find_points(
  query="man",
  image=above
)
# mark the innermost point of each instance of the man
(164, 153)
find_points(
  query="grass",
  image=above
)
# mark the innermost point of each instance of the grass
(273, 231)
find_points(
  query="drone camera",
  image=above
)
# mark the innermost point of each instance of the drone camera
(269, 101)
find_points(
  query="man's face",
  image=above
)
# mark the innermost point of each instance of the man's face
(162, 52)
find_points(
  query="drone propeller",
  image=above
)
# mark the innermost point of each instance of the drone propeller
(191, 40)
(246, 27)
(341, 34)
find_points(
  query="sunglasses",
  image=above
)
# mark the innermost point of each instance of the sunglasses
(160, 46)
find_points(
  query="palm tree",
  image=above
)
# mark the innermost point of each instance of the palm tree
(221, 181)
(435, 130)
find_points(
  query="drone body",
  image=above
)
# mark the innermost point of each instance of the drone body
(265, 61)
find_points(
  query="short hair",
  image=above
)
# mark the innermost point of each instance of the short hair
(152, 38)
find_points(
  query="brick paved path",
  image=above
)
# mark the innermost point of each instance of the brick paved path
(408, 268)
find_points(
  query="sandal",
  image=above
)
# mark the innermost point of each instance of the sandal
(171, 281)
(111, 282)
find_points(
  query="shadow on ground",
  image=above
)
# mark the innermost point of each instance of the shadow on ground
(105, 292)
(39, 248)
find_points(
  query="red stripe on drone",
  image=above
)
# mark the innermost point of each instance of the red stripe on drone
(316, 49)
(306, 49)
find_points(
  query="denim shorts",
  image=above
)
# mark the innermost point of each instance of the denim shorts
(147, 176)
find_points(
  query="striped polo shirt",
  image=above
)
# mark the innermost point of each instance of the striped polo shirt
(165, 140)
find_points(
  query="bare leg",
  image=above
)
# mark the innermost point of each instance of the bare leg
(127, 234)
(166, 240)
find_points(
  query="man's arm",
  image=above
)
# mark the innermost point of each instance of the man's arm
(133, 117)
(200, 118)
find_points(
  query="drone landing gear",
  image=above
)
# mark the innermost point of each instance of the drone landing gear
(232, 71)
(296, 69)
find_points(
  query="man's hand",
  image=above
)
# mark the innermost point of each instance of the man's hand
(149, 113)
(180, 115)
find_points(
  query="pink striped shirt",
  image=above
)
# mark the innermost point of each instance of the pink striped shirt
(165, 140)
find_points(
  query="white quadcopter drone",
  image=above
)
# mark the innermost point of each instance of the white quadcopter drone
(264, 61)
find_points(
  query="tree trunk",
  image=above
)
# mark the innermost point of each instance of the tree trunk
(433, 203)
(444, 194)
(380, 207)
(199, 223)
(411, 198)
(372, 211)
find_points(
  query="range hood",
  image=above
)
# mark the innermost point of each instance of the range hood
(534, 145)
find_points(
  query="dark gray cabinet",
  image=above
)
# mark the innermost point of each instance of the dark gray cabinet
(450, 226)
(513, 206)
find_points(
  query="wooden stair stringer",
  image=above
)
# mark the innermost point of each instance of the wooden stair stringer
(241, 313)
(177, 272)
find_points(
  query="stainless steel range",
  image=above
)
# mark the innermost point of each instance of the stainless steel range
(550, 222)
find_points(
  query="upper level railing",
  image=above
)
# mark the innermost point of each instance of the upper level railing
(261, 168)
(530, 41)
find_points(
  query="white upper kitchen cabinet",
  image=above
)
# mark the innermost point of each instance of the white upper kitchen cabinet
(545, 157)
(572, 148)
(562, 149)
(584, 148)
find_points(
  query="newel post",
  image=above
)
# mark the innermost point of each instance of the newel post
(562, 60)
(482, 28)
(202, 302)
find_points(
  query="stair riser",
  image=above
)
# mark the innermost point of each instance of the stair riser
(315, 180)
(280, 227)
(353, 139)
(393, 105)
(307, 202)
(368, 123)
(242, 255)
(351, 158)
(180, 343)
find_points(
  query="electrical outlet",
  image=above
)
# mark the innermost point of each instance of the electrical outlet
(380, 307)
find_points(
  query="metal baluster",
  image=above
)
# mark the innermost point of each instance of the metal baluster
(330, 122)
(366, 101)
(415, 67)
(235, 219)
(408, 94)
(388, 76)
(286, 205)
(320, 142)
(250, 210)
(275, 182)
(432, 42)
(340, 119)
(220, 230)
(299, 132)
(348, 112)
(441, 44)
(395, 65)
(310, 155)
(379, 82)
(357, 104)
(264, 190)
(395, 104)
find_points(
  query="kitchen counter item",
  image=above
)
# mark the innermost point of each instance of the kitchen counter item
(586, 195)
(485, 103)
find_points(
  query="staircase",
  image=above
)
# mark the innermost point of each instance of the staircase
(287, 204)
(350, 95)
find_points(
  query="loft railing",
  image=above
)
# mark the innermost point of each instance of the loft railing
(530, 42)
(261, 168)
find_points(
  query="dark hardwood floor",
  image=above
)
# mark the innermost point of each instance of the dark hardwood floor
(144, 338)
◆ ◆ ◆
List each line of the items above that contains the word "white". Case matters.

● Final answer:
  query="white quadcopter drone",
# mark the innermost point of each instance of the white quadcopter drone
  query="white upper kitchen cabinet",
# mark the innermost point of each instance of the white upper kitchen cabinet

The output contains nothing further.